# What is expected:
Please output the entries below exactly as they are.

# Given records:
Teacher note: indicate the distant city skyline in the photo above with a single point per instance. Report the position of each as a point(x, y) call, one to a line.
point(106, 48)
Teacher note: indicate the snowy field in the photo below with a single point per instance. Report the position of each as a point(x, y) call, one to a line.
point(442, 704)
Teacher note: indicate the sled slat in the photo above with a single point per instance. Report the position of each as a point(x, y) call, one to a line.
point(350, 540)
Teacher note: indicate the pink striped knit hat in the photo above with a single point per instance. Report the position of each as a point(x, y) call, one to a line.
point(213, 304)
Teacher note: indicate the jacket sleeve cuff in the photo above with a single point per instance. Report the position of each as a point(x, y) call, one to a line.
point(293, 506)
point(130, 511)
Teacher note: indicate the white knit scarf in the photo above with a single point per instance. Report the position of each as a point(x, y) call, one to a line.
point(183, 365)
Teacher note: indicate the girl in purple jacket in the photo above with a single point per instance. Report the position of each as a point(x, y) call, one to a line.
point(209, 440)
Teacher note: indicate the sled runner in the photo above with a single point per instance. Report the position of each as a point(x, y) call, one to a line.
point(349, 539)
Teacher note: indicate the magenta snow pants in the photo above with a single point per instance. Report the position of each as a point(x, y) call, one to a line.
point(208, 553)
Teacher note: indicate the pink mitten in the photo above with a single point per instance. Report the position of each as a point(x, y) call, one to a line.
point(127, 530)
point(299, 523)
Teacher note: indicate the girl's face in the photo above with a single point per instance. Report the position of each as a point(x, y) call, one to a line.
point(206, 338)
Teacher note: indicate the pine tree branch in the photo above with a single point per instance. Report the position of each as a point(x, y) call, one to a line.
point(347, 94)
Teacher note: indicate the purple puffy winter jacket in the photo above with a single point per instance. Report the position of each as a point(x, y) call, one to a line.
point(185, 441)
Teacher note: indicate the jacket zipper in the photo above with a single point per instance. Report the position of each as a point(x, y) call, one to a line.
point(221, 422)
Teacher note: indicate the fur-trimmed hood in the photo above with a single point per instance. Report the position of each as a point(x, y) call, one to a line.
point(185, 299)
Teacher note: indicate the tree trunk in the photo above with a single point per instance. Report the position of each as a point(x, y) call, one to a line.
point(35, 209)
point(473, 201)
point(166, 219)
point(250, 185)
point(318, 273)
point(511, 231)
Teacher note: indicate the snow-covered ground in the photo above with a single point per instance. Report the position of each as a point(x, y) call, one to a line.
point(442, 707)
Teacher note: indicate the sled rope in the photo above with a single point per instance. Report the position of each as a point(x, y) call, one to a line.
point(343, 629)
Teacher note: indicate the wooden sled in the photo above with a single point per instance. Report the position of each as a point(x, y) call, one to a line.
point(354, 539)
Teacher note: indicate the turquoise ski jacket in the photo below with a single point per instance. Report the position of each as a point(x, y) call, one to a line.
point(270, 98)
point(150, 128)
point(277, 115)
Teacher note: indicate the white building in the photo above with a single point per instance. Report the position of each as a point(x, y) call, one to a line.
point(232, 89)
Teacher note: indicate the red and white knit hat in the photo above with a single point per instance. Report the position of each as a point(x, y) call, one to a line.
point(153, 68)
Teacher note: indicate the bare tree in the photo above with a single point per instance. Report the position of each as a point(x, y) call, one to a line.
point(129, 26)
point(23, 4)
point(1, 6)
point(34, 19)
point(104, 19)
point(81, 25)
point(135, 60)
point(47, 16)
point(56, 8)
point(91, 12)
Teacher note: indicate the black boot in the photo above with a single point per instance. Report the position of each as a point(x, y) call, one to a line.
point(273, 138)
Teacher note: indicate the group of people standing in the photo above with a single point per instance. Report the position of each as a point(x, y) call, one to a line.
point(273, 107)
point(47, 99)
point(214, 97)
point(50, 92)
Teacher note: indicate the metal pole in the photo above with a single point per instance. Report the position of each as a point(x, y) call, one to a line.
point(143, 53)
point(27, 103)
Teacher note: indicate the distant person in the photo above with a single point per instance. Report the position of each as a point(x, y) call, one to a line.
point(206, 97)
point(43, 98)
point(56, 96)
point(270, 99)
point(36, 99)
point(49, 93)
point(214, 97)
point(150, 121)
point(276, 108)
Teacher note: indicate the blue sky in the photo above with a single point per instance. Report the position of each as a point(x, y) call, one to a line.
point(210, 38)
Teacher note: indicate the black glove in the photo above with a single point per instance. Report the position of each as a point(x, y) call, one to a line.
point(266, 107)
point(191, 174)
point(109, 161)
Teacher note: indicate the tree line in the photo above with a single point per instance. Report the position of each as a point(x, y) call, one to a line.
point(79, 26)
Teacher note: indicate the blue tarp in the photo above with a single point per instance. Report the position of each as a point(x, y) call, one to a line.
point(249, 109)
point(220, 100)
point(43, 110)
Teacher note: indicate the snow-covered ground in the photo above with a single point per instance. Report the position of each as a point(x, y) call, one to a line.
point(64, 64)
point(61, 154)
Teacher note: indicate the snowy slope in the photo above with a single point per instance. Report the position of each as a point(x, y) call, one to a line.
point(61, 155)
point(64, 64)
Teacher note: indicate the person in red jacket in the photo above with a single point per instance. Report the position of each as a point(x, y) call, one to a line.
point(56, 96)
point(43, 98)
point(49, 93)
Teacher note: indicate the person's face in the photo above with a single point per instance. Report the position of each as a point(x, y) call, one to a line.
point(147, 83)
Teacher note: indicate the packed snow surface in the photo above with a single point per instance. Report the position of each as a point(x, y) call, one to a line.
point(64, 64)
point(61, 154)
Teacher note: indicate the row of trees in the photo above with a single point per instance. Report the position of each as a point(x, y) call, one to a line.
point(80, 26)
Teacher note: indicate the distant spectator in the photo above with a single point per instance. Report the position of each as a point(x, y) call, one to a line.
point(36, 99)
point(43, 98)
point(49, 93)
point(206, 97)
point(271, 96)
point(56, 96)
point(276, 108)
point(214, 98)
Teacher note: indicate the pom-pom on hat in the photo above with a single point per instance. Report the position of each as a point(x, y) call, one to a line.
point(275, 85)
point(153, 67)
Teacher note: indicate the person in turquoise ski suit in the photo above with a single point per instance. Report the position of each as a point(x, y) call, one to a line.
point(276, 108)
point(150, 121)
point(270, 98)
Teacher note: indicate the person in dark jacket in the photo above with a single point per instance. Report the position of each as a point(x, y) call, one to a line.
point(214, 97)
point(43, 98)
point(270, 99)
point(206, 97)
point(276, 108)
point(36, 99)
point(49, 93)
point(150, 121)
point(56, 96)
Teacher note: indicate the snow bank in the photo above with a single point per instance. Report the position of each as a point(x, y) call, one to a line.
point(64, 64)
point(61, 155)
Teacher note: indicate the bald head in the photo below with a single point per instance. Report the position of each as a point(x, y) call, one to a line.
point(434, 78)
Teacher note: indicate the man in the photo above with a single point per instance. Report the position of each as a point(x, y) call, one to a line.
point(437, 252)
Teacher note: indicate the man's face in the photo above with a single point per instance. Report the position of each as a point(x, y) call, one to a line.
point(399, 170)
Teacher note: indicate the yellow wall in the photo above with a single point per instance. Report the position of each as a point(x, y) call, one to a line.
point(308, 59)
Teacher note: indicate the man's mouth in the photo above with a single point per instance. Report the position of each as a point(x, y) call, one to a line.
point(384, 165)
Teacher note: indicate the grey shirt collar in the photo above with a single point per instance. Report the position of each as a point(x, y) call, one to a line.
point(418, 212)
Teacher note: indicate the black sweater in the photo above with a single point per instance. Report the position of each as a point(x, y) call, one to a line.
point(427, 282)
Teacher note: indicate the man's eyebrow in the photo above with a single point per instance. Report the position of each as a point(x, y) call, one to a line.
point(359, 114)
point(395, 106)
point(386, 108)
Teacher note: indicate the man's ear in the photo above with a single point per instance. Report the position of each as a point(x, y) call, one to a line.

# Answer to this exercise:
Teacher note: indicate the distant city skyline in the photo above with a single point per instance. Report the position of each as a point(x, y) call, one to a line.
point(106, 48)
Teacher note: indicate the snowy field in the photo below with a single point per instance. Report the position of each as a point(x, y) call, one to a line.
point(442, 704)
Teacher note: indicate the sled slat in the photo above with a single point per instance. Report the position of each as a point(x, y) call, one to a line.
point(350, 540)
Teacher note: indicate the pink striped knit hat in the photo above with a single point per instance. Report the position of each as a point(x, y) call, one to a line.
point(213, 304)
Teacher note: indicate the jacket sleeve cuff in the photo above with a single point per instance. Report the position of each as a point(x, y) call, one to a line.
point(293, 506)
point(130, 511)
Teacher note: indicate the white knit scarf in the photo above with a single point per instance. Report the position of each as a point(x, y) call, one to a line.
point(183, 365)
Teacher note: indicate the girl in purple jacket in the photo above with a single point per instance. Report the position of each as a point(x, y) call, one to a line.
point(209, 440)
Teacher note: indicate the sled runner in the photo above with a single point per instance. Report the position of each as a point(x, y) call, one to a line.
point(349, 539)
Teacher note: indicate the magenta snow pants in the photo above with a single point per instance. Report the position of each as a point(x, y) call, one to a line.
point(208, 553)
Teacher note: indicate the pink mitten in the photo above with a single point per instance. Report the position of each as a point(x, y) call, one to a line.
point(127, 530)
point(299, 523)
Teacher note: indicate the girl's face in the photo above with a single point per instance. Report the position of each as a point(x, y) call, one to a line.
point(206, 338)
Teacher note: indicate the pine tree branch in the photo above with a single point per instance. Report the position of each as a point(x, y) call, one to a line.
point(347, 94)
Teacher note: indicate the purple puffy winter jacket in the photo above with a single point per instance. Report the position of each as a point(x, y) call, one to a line.
point(185, 441)
Teacher note: indicate the jacket zipper in the photo above with a single point per instance. Report the position of each as a point(x, y) call, one to a line.
point(221, 422)
Teacher note: indicate the fur-trimmed hood in the photo above with a single point per instance. Report the position of each as a point(x, y) call, one to a line.
point(185, 299)
Teacher note: indicate the tree trunk in the photo above with a single point per instance. Report the position of each as a point(x, y) call, one to a line.
point(35, 209)
point(473, 201)
point(166, 219)
point(250, 185)
point(318, 273)
point(511, 231)
Teacher note: indicate the snow-covered ground in the photo above with a single point per instance. Report the position of each as a point(x, y) call, one to a line.
point(442, 707)
Teacher note: indicate the sled rope in the photo above with a single point per instance. Report the position of each as a point(x, y) call, one to a line.
point(343, 629)
Teacher note: indicate the wooden sled in the photo above with a single point per instance. Report the position of each as a point(x, y) call, one to a line.
point(354, 539)
Teacher note: indicate the turquoise ski jacket in the photo below with a single point per instance. Report the position of each as a point(x, y) call, one to a line.
point(270, 98)
point(150, 128)
point(277, 115)
Teacher note: indicate the white building in the photo above with a single point per instance. Report the position of each as a point(x, y) call, one to a line.
point(232, 89)
Teacher note: indicate the red and white knit hat in the photo above with a single point per instance. Report the position of each as a point(x, y) call, one to a line.
point(153, 68)
Teacher note: indicate the bare tree in the photo above with a single point per instance. Report the position of each as a point(x, y) call, one to a line.
point(129, 26)
point(23, 4)
point(1, 6)
point(34, 19)
point(104, 19)
point(81, 25)
point(135, 60)
point(47, 16)
point(56, 8)
point(91, 12)
Teacher note: indicate the black boot in the photo above with a single point per instance. Report the position of each as a point(x, y) call, one to a line.
point(273, 138)
Teacher note: indicate the group of people standing in the photo above with a single point per instance. Report the position of each as a point(x, y) call, one to a line.
point(273, 107)
point(47, 99)
point(214, 97)
point(50, 92)
Teacher note: indicate the metal pole in the photo above with a single point per instance. Report the position of each as a point(x, y) call, one to a line.
point(143, 53)
point(27, 103)
Teacher note: indicate the distant person in the photo above with a single point per instance. Report the position of each as a point(x, y) call, one to a line.
point(206, 97)
point(43, 98)
point(56, 96)
point(270, 99)
point(36, 99)
point(49, 93)
point(214, 97)
point(150, 121)
point(276, 108)
Teacher note: indicate the blue sky in the photo above with a single point per instance. Report the position of each as a point(x, y) call, one to a line.
point(210, 38)
Teacher note: indicate the black glove in the photo above with a single point per instance. Report the position of each as a point(x, y) call, one to a line.
point(266, 107)
point(191, 174)
point(109, 161)
Teacher note: indicate the tree line in the photo above with a single point per instance. Report the position of each as a point(x, y) call, one to a line.
point(79, 26)
Teacher note: indicate the blue tarp in the photo above with a single point per instance. Report the position of each as a point(x, y) call, one to a line.
point(249, 109)
point(220, 100)
point(43, 110)
Teacher note: indicate the snow-covered ground in the photo above with a single point per instance. Report the position of each as a point(x, y) call, one to a line.
point(64, 64)
point(61, 154)
Teacher note: indicate the snowy slope in the photo above with a single point per instance. Report the position of each as a point(x, y) call, one to a line.
point(61, 155)
point(64, 64)
Teacher note: indicate the person in red jacket in the photo above with a single point per instance. Report the position of each as a point(x, y) call, one to a line.
point(56, 96)
point(43, 98)
point(49, 93)
Teacher note: indicate the person's face in the photo above with a single point per instance. Report the position of each as a point(x, y) call, one to a line.
point(147, 83)
Teacher note: indicate the packed snow surface in the photo above with a single point per instance. Report the position of each as a point(x, y) call, one to a line.
point(64, 64)
point(61, 154)
Teacher note: indicate the row of trees in the photo above with a single point per instance. Report the position of each as a point(x, y) call, one to a line.
point(80, 26)
Teacher note: indicate the distant spectator in the photo above with a single point per instance. Report the position of each as a point(x, y) call, one to a line.
point(36, 99)
point(43, 98)
point(49, 93)
point(206, 97)
point(271, 96)
point(56, 96)
point(276, 108)
point(214, 98)
Teacher note: indicate the pom-pom on hat in the photo above with a single point per instance. Report the position of each as a point(x, y) call, one to a line.
point(275, 85)
point(153, 67)
Teacher note: indicate the person in turquoise ski suit in the photo above with a single point per instance. Report the position of each as a point(x, y) call, one to a line.
point(276, 108)
point(150, 121)
point(270, 98)
Teacher note: indicate the person in dark jacket in the photo above with a single point per instance. Report the position of each as a point(x, y) call, one to a line.
point(214, 97)
point(43, 98)
point(270, 99)
point(206, 97)
point(276, 108)
point(36, 99)
point(49, 93)
point(150, 121)
point(56, 96)
Teacher note: indicate the snow bank in the photo above with a single point per instance. Report the position of each as a point(x, y) call, one to a line.
point(64, 64)
point(61, 155)
Teacher note: indicate the bald head in the photo below with a single point per instance. Report the position of each as a point(x, y) call, one to a line.
point(434, 78)
Teacher note: indicate the man in the photo above with a single point per instance. Report the position of each as a point(x, y) call, one to a line.
point(437, 252)
Teacher note: indicate the man's face in the photo above with a single point per instance. Report the position of each as a point(x, y) call, one to a line.
point(399, 170)
Teacher note: indicate the yellow wall in the photo above with a single point per instance. Report the position of each as a point(x, y) call, one to a line.
point(308, 59)
Teacher note: indicate the man's mouth in the photo above with a single point per instance. Report the position of each as a point(x, y) call, one to a line.
point(384, 165)
Teacher note: indicate the grey shirt collar in the photo above with a single point per instance. Report the position of each as a point(x, y) call, one to a line.
point(418, 212)
Teacher note: indicate the black sweater in the photo above with a single point per instance. Report the position of each as a point(x, y) call, one to a line.
point(427, 282)
Teacher note: indicate the man's eyebrow in the photo above with a single point per instance. Report the position of each as a point(x, y) call, one to a line.
point(359, 114)
point(395, 106)
point(386, 108)
Teacher note: indicate the man's ear in the photo above with a single point per instance. Report the position of each as a point(x, y) call, one to a line.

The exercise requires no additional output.